- [Task instructions]
- A) In the text on large neural simulations, rewrite the portion from "(I am a bit" to "the long run.)", putting "HBP" in place of "Human Brain Project".
- B) According to the text on large neural simulations, how many neurons did Cotterill's CyberChild have in each region?
───── Study text
This is of course a super-quick condensation of a debate that fills bookshelves. It also leaves out Christine Korsgaard’s interesting Kantian work on animal rights, which as far as I can tell does not need to rely on particular accounts of consciousness and pain but rather interests. Most people would say that without consciousness or experience there is nobody that is harmed, but I am not entirely certain unconscious systems cannot be regarded as moral patients. There are for example people working in environmental ethics that ascribe moral patient-hood and partial rights to species or natural environments.

Big simulations: what are they good for?

Another interesting thing that had to be left out is comparisons of different large scale neural simulations.

(I am a bit uncertain about where the largest model in the Human Brain Project is right now; they are running more realistic models, so they will be smaller in terms of neurons. But they clearly have the ambition to best the others in the long run.)

Of course, one can argue which approach matters. Spaun is a model of cognition using low resolution neurons, while the slightly larger (in neurons) simulation from the Lansner lab was just a generic piece of cortex, showing some non-trivial alpha and gamma rhythms, and the even larger ones showing some interesting emergent behavior despite the lack of biological complexity in the neurons. Conversely, Cotterill’s CyberChild that I worry about in the opinion piece had just 21 neurons in each region but they formed a fairly complex network with many brain regions that in a sense is more meaningful as an organism than the near-disembodied problem-solver Spaun. Meanwhile SpiNNaker is running rings around the others in terms of speed, essentially running in real-time while the others have slowdowns by a factor of a thousand or worse.
──────────
───── Supplied data
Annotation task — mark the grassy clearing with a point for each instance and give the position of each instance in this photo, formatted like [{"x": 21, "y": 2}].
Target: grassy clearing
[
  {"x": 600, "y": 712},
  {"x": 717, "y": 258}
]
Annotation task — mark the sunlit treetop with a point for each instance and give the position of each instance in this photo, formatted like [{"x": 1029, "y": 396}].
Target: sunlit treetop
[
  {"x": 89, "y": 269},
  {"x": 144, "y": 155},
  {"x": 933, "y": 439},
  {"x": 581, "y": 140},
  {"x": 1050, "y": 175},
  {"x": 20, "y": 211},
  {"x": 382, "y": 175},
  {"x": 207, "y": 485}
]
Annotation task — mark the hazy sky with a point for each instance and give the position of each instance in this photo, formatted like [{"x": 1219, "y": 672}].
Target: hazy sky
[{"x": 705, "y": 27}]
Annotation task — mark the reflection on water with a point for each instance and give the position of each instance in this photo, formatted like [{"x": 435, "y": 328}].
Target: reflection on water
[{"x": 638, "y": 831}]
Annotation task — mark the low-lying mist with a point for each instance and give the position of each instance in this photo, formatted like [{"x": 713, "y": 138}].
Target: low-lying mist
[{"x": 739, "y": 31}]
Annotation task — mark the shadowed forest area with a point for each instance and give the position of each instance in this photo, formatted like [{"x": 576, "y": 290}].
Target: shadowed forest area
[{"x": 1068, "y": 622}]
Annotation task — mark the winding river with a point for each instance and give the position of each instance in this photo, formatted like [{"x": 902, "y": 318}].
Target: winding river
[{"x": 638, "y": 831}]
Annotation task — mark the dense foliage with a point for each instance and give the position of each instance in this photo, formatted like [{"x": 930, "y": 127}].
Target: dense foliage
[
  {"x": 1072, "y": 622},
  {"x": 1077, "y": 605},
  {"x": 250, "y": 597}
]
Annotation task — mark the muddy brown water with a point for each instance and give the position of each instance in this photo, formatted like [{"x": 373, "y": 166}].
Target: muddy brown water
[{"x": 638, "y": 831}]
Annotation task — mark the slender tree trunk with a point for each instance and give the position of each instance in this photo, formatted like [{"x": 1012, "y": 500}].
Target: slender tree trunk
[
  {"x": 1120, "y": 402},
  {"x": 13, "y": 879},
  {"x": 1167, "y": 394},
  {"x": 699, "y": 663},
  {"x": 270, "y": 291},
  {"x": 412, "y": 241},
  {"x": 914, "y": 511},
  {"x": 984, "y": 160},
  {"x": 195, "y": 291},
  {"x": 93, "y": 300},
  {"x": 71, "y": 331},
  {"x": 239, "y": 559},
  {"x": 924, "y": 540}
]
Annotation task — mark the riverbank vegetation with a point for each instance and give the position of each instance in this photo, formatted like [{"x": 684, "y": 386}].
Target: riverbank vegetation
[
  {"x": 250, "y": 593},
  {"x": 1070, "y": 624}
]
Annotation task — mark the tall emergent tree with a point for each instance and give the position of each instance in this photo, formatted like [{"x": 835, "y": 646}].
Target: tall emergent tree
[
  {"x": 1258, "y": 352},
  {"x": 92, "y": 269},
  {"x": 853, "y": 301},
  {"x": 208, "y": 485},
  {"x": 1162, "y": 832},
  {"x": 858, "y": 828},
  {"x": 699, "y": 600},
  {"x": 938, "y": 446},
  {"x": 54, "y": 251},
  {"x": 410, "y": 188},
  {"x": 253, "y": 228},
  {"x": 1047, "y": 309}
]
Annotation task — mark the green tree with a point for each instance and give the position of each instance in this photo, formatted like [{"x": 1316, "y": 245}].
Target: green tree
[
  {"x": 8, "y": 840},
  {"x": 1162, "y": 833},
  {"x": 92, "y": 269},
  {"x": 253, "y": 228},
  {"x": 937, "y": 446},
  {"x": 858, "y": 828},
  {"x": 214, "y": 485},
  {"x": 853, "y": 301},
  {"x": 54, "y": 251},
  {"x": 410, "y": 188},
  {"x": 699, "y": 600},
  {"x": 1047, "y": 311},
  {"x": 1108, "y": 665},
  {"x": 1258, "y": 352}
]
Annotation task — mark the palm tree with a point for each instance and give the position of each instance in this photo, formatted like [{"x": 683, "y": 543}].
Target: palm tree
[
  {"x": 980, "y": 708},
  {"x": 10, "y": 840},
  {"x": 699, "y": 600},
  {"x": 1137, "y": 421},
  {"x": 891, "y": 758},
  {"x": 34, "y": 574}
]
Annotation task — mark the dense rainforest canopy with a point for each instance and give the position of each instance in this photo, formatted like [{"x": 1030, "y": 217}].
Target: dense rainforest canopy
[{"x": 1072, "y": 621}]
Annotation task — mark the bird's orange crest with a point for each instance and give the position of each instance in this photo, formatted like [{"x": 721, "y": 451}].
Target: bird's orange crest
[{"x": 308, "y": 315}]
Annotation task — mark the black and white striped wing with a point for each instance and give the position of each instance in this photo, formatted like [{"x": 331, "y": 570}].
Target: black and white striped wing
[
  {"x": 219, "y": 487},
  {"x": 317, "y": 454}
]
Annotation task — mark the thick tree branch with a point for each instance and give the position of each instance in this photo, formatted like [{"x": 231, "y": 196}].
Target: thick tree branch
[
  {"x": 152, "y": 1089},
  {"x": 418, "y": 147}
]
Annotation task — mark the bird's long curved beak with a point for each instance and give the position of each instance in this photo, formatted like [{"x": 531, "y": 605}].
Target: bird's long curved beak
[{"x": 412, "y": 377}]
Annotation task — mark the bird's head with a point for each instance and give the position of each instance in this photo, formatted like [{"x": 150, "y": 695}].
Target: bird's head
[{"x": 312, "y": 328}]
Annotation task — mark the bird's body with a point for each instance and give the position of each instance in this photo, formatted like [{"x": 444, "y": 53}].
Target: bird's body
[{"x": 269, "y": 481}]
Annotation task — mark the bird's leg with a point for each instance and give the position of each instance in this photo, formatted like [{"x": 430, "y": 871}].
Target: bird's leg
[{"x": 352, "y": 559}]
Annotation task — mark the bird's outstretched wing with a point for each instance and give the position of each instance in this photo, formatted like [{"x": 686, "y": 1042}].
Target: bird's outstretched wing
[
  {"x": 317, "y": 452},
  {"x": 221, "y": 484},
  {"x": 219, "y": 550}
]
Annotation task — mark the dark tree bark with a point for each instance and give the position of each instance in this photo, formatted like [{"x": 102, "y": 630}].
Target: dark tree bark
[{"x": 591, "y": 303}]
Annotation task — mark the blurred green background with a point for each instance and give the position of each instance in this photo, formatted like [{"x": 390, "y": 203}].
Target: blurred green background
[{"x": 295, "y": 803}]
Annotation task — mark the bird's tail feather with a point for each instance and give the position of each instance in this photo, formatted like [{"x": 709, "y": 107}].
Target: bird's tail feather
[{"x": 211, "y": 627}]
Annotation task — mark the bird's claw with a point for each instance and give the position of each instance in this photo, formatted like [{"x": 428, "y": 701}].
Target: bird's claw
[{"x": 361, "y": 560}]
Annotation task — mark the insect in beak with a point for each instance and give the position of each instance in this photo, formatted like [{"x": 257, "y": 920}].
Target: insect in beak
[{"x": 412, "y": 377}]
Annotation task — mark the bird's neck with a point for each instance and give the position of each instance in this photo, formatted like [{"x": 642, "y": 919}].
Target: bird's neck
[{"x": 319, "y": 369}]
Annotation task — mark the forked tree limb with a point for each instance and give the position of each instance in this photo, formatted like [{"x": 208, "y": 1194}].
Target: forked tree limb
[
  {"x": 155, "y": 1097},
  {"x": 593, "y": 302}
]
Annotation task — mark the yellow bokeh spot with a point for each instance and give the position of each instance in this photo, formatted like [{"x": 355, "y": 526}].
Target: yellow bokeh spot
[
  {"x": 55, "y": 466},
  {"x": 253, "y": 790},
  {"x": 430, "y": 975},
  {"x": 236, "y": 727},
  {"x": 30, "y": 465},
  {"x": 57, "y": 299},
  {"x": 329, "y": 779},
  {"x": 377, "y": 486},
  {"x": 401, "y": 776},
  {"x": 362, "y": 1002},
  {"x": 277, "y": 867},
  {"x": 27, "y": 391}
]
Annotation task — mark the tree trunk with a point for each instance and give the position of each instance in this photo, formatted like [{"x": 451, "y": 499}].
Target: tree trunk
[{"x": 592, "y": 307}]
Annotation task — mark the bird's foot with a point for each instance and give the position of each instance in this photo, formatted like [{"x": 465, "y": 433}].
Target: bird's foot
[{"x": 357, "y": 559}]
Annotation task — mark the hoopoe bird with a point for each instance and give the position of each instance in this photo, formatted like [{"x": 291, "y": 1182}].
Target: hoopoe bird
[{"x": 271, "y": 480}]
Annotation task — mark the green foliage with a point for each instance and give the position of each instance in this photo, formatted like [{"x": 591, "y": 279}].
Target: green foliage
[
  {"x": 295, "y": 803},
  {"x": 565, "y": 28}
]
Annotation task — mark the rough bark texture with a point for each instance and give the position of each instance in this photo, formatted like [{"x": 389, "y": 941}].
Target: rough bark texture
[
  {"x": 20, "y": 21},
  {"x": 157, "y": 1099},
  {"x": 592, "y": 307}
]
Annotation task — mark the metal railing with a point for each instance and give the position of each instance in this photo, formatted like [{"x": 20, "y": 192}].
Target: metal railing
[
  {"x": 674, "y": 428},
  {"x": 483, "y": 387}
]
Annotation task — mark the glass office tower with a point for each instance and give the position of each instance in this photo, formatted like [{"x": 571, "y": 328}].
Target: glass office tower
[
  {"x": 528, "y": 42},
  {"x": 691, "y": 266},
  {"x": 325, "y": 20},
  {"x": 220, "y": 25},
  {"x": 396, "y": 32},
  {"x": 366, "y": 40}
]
──────────
- [Answers to the exercise]
- A)
(I am a bit uncertain about where the largest model in the HBP is right now; they are running more realistic models, so they will be smaller in terms of neurons. But they clearly have the ambition to best the others in the long run.)

- B) 21 neurons in each region.